Population (2024-12-31)
- • Total: 8,030
- • Density: 142/km^{2} (367/sq mi)
- Time zone: UTC+01:00 (CET)
- • Summer (DST): UTC+02:00 (CEST)
- Postal codes: 39240
- Dialling codes: 039291
- Vehicle registration: SLK, SBK, BBG, ASL, SFT
- Website: www.calbe.de

= Calbe =

Calbe (/de/; official name: Calbe (Saale)) is a town in the district of Salzlandkreis, in Saxony-Anhalt, in east-central Germany.

== Geography ==
It is situated on the river Saale, approx. 12 km north of Bernburg, and 25 km southeast of Magdeburg. It is known as Calbe an der Saale, to distinguish it from the smaller town of Kalbe on the Milde in the same state.

Historically it was a railway junction, and among its industries were wool-weaving and the manufacture of cloth, paper, stoves, sugar and bricks. Cucumbers and onions were cultivated, and soft coal was mined in the neighborhood.

##############################

- Activities
**A)** According to the passage on Calbe, how far is the town from Magdeburg, and in which direction?
**B)** Continue the passage on Calbe from its last sentence.
The items that follow come from a separate source and are unrelated to the passage on Calbe.

- Entries supplied
##############################

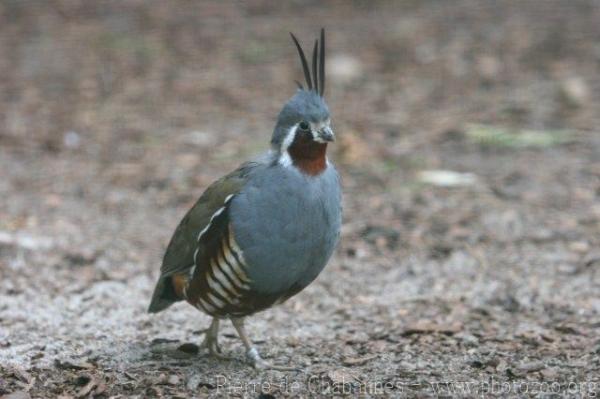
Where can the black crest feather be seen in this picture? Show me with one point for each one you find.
(315, 82)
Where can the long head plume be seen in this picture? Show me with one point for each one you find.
(317, 81)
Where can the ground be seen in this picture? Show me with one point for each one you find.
(469, 150)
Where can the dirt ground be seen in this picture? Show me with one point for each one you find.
(482, 280)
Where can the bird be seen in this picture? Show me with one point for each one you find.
(262, 233)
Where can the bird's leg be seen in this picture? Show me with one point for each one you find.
(251, 351)
(211, 339)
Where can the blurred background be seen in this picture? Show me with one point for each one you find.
(469, 151)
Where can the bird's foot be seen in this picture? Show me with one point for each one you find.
(260, 364)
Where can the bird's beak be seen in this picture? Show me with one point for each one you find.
(326, 134)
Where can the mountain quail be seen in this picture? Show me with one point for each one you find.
(264, 232)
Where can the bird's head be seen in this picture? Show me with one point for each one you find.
(303, 127)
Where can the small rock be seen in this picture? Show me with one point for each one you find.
(16, 395)
(579, 246)
(189, 348)
(340, 376)
(530, 367)
(71, 364)
(447, 178)
(72, 140)
(357, 361)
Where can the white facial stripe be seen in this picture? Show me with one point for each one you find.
(284, 157)
(289, 138)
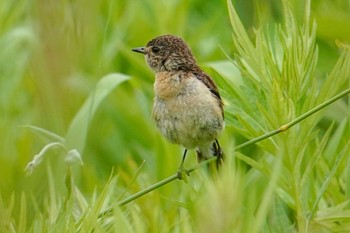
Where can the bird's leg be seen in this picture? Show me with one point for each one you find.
(219, 153)
(182, 173)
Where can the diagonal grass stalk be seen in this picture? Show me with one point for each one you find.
(237, 148)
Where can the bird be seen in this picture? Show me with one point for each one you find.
(187, 108)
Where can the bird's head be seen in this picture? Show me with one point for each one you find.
(168, 53)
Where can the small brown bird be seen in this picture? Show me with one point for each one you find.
(187, 109)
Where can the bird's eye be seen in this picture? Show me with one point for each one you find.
(155, 49)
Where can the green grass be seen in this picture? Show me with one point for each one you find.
(72, 93)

##############################

- Per-task answers
**A)** About 25 km southeast of Magdeburg.

**B)**
The river Saale runs on the east side of the town, and over a weir. This is a small kind of dam where the water flows over the structure allowing passage of shallow draft barges up or down — moreover rather than being channeled through it the water is used off this flow to generate energy and it raises the water level only a relatively small amount.

At the weir, the Saale is partly diverted, while some of the river flows over the weir and continues on its natural path, the rest is channeled through an artificial path, known as "Mühlgraben". This takes the water between two (now abandoned) buildings which used to harness the power of the water to mill grain into flour, and the other to make paper. After flowing between the mills, the water continues on an artificial path for a couple of miles before returning to the Saale proper.

The small island of land between the Saale and the artificial "Mühlgraben" is called "Heger" in German. The local sports area and the swimming bath are located at the island. The island is connected to the city of Calbe by a bridge on the far side and also by a small ferry on the opposite side, which swings back and forth between the urban district "Gottesgnaden" (engl.: God's Grace) and island using an anchor and cable system.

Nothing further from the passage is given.